Top of ENTRIES PROVIDED

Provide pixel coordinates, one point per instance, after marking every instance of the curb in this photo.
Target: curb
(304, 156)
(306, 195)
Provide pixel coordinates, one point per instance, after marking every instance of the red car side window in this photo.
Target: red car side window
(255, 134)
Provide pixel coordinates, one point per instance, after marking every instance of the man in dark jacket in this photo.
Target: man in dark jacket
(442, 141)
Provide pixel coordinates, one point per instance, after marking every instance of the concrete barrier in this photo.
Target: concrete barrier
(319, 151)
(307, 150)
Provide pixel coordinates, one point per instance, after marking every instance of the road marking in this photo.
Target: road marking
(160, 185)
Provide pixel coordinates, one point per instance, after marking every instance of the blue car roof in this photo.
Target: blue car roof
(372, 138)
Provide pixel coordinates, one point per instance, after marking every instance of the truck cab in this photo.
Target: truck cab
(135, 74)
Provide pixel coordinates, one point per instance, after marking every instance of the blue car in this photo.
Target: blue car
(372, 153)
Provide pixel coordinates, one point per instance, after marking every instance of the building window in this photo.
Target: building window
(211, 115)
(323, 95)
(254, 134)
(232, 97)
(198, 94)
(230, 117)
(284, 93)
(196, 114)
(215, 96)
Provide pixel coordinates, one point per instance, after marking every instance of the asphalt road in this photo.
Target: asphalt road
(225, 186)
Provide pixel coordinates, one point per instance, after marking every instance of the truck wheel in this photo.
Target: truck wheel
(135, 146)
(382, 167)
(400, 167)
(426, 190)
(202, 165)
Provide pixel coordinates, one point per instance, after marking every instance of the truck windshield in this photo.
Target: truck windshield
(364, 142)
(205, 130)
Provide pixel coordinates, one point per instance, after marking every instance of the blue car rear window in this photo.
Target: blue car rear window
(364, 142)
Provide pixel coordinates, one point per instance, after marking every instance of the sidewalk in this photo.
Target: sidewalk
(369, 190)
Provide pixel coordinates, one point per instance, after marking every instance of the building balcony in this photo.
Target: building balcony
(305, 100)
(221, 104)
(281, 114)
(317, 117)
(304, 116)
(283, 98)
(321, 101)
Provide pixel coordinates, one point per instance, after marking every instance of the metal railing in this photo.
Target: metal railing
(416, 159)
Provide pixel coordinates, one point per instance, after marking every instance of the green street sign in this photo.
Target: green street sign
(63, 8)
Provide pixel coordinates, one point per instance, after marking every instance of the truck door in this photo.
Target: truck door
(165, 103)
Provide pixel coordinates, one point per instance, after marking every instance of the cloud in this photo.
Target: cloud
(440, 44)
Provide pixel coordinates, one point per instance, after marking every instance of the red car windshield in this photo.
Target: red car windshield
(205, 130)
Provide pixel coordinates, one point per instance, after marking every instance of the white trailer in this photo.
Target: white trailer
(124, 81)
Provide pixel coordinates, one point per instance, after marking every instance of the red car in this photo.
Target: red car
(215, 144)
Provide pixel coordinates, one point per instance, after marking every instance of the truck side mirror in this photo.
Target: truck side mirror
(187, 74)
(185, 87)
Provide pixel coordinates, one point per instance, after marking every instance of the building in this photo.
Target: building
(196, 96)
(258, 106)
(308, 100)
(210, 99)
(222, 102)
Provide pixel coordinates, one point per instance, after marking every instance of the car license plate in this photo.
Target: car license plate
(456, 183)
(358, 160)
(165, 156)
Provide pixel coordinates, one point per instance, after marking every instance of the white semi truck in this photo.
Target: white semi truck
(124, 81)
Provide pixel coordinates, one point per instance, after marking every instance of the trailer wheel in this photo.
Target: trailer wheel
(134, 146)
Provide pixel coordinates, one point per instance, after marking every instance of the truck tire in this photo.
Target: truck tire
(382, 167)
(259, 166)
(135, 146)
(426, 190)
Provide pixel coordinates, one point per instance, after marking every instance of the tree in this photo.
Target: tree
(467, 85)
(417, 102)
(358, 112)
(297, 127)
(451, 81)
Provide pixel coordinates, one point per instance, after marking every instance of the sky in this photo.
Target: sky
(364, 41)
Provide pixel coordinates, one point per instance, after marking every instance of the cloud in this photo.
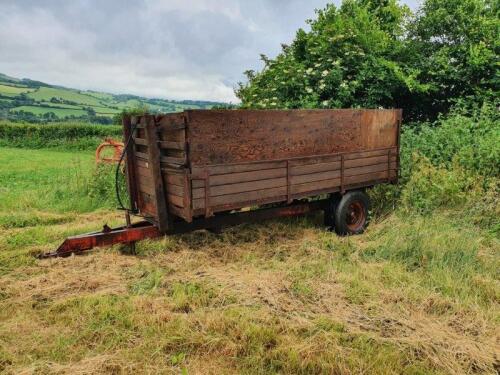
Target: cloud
(179, 49)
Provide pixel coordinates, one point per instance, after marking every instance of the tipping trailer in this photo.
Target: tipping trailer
(199, 168)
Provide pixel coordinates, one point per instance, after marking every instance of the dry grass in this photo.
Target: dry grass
(284, 297)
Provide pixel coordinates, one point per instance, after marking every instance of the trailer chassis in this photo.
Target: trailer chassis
(131, 233)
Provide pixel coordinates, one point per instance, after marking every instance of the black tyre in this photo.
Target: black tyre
(352, 213)
(329, 213)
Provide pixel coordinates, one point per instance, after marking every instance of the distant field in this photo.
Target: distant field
(66, 102)
(46, 93)
(13, 90)
(59, 112)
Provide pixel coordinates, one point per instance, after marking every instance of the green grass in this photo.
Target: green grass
(59, 112)
(13, 90)
(37, 184)
(47, 93)
(66, 135)
(416, 294)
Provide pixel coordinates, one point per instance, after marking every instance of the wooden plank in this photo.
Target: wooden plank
(140, 141)
(368, 177)
(130, 166)
(197, 172)
(241, 197)
(145, 186)
(142, 163)
(314, 168)
(314, 177)
(173, 160)
(238, 205)
(368, 161)
(368, 153)
(316, 185)
(178, 201)
(174, 210)
(163, 219)
(176, 190)
(174, 179)
(172, 145)
(143, 172)
(233, 178)
(314, 160)
(367, 169)
(142, 155)
(240, 187)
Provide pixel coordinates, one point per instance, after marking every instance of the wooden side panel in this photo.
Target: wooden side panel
(239, 185)
(173, 161)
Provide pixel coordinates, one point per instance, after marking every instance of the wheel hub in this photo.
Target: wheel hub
(356, 216)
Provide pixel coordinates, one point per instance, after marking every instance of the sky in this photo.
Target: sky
(175, 49)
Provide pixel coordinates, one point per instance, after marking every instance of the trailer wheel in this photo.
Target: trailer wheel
(352, 213)
(329, 212)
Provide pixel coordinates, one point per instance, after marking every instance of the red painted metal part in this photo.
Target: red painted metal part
(142, 230)
(106, 237)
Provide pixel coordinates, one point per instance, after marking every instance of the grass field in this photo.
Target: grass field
(59, 112)
(35, 98)
(414, 295)
(13, 90)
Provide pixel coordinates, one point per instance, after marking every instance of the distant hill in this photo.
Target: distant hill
(33, 101)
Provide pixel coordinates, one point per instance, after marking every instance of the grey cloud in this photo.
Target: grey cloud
(181, 49)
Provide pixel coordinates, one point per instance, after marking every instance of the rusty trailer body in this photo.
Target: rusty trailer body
(203, 162)
(200, 168)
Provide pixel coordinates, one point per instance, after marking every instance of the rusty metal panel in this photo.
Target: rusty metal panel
(232, 136)
(213, 161)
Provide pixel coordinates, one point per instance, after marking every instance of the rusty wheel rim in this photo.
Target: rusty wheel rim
(355, 216)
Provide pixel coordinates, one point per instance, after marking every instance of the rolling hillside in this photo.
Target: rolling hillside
(33, 101)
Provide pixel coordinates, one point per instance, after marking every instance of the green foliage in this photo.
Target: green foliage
(135, 111)
(470, 139)
(369, 53)
(430, 188)
(73, 136)
(459, 39)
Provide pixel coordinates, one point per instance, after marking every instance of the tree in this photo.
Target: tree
(376, 53)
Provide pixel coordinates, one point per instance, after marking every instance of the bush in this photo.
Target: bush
(73, 136)
(470, 138)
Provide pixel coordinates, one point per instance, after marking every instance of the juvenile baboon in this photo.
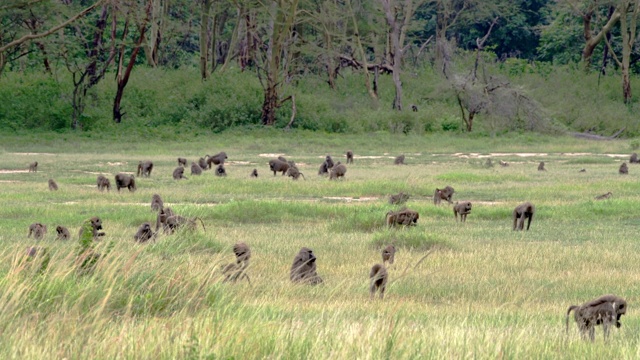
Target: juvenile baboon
(378, 277)
(178, 173)
(303, 269)
(52, 185)
(156, 203)
(144, 233)
(605, 310)
(463, 208)
(522, 212)
(144, 168)
(443, 194)
(125, 181)
(403, 217)
(63, 233)
(103, 183)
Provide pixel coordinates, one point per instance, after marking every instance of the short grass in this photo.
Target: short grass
(484, 291)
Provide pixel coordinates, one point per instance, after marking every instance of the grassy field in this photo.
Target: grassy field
(485, 291)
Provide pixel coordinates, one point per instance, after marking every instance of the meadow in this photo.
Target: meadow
(484, 291)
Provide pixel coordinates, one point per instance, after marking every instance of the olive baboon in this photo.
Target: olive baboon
(103, 183)
(443, 194)
(52, 185)
(463, 208)
(63, 233)
(403, 217)
(144, 168)
(303, 269)
(125, 181)
(156, 203)
(605, 310)
(378, 277)
(522, 212)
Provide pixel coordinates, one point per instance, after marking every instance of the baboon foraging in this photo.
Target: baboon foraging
(144, 233)
(443, 194)
(403, 217)
(144, 168)
(303, 269)
(399, 198)
(125, 181)
(52, 185)
(156, 203)
(463, 208)
(378, 277)
(522, 212)
(605, 310)
(63, 233)
(103, 183)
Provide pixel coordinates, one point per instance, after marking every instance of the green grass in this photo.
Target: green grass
(484, 291)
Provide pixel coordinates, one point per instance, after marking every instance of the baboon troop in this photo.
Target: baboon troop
(52, 185)
(144, 168)
(125, 181)
(303, 269)
(404, 217)
(463, 208)
(443, 194)
(103, 183)
(378, 277)
(605, 310)
(522, 212)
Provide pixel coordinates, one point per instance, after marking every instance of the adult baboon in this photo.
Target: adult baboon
(144, 168)
(63, 233)
(378, 277)
(178, 173)
(303, 269)
(125, 181)
(522, 212)
(156, 202)
(144, 233)
(605, 310)
(443, 194)
(103, 183)
(52, 185)
(404, 217)
(463, 208)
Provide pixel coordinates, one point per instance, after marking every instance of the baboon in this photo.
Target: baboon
(63, 233)
(388, 254)
(403, 217)
(195, 169)
(349, 157)
(303, 269)
(178, 173)
(604, 196)
(38, 230)
(156, 203)
(338, 171)
(144, 168)
(378, 277)
(144, 233)
(399, 198)
(623, 169)
(52, 185)
(522, 212)
(463, 208)
(103, 183)
(443, 194)
(605, 310)
(125, 181)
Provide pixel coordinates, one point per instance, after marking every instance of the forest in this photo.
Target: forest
(402, 66)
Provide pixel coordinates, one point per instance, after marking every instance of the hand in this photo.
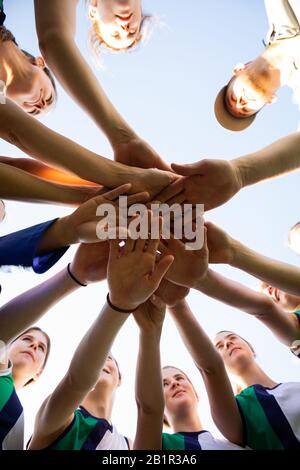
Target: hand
(150, 315)
(208, 182)
(90, 262)
(81, 225)
(151, 180)
(133, 274)
(171, 293)
(220, 245)
(189, 266)
(139, 153)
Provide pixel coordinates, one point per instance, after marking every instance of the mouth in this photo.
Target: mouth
(29, 354)
(124, 18)
(233, 349)
(177, 393)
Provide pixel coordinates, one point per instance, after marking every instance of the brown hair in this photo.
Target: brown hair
(48, 341)
(233, 333)
(291, 231)
(7, 35)
(165, 421)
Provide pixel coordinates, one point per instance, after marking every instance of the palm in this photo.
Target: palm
(171, 293)
(189, 266)
(90, 262)
(149, 316)
(140, 154)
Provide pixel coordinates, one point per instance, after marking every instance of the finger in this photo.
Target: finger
(114, 249)
(179, 199)
(161, 268)
(187, 170)
(129, 246)
(115, 193)
(171, 191)
(157, 302)
(153, 243)
(139, 197)
(163, 249)
(142, 242)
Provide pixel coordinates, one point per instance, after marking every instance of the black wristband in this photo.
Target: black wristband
(121, 310)
(74, 278)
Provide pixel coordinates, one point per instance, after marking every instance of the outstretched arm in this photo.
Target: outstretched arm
(223, 405)
(284, 325)
(214, 182)
(18, 185)
(148, 389)
(224, 249)
(132, 277)
(45, 172)
(35, 139)
(56, 28)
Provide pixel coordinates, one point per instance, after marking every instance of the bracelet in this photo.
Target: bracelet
(74, 278)
(121, 310)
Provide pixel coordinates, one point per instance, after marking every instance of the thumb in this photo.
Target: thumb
(187, 170)
(161, 268)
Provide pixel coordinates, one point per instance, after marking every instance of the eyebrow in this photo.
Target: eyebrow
(50, 100)
(40, 342)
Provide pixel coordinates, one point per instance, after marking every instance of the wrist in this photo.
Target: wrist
(76, 275)
(122, 305)
(68, 230)
(240, 171)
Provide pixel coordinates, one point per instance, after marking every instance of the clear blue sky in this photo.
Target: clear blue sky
(166, 91)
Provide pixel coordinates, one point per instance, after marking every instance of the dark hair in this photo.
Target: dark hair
(36, 328)
(7, 35)
(166, 421)
(233, 333)
(46, 70)
(117, 364)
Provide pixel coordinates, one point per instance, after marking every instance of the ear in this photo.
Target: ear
(93, 11)
(37, 375)
(39, 62)
(272, 100)
(238, 68)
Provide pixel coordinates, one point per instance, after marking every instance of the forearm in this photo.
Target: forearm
(278, 274)
(42, 143)
(233, 294)
(77, 78)
(195, 339)
(45, 172)
(282, 324)
(149, 393)
(26, 309)
(149, 398)
(279, 158)
(17, 185)
(94, 348)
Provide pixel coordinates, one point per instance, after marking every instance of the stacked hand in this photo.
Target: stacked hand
(133, 272)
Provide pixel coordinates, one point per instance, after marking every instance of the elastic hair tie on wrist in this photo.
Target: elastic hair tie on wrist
(121, 310)
(74, 278)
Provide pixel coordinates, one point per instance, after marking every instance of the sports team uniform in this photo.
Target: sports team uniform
(271, 417)
(202, 440)
(86, 432)
(11, 414)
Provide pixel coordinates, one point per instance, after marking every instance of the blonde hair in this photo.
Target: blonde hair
(97, 43)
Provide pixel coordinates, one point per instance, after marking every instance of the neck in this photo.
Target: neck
(253, 374)
(278, 58)
(19, 380)
(13, 63)
(187, 422)
(100, 407)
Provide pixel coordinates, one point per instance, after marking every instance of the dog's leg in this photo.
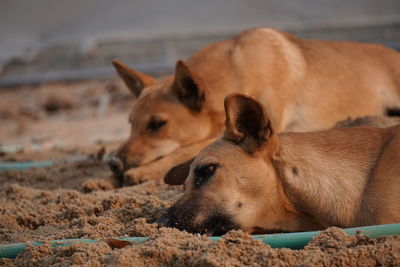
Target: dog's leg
(157, 169)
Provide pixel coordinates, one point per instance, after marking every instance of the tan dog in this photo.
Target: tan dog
(305, 85)
(260, 181)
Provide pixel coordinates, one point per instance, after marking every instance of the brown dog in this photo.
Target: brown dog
(260, 181)
(305, 85)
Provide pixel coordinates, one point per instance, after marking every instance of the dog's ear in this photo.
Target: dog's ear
(188, 87)
(178, 174)
(134, 80)
(246, 122)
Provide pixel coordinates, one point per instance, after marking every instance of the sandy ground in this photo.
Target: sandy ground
(49, 203)
(77, 200)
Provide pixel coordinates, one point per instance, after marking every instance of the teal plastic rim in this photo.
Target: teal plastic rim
(287, 240)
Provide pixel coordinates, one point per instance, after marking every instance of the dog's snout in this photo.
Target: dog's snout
(162, 221)
(116, 165)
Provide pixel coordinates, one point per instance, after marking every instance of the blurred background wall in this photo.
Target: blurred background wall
(49, 39)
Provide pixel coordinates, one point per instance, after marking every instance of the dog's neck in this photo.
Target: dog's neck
(324, 174)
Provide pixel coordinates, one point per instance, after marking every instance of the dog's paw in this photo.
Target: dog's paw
(99, 184)
(140, 175)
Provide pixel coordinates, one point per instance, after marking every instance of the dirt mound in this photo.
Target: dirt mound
(49, 203)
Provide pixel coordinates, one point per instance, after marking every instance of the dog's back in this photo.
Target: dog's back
(361, 170)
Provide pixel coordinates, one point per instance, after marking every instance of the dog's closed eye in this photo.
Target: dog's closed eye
(155, 124)
(204, 173)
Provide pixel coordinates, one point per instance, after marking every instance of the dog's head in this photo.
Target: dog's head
(166, 114)
(231, 183)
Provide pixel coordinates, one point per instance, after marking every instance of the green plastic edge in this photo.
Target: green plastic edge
(287, 240)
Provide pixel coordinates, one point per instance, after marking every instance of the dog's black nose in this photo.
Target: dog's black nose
(162, 221)
(116, 165)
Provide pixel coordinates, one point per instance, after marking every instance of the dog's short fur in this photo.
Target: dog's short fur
(305, 85)
(260, 181)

Bottom of ENTRIES PROVIDED

## TASK TO CARRY OUT
Please reproduce, exactly as they appear above, the lines from the line containing "marking in this photo." up to and including the line containing "truck windshield in this photo.".

## RESPONSE TO THIS TASK
Provide pixel coordinates, one point per instance, after marking every instance of the road marking in this photo.
Target: road marking
(160, 185)
Provide pixel coordinates, one point per instance, after marking every instance of the blue car roof in this photo.
Target: blue car roof
(372, 138)
Provide pixel coordinates, one point per instance, after marking every instance of the truck cab in this photo.
Target: truck cab
(135, 74)
Provide pixel coordinates, one point per instance, after marking every instance of the blue car in this photo.
Target: blue car
(372, 153)
Provide pixel coordinates, one point per instance, after marking every instance of the building window in this photo.
Target: building window
(211, 115)
(323, 95)
(254, 134)
(232, 97)
(198, 94)
(230, 117)
(284, 93)
(196, 114)
(215, 96)
Provide pixel coordinates, one point per instance, after marking every instance of the asphalt road in this photo.
Target: asphalt road
(225, 186)
Provide pixel coordinates, one point per instance, after marking every instance of the truck wheel in this photo.
Target: truck wheel
(135, 146)
(382, 167)
(400, 167)
(426, 190)
(202, 165)
Provide pixel coordinates, one point per instance, after marking every instance of the truck windshield in this photo.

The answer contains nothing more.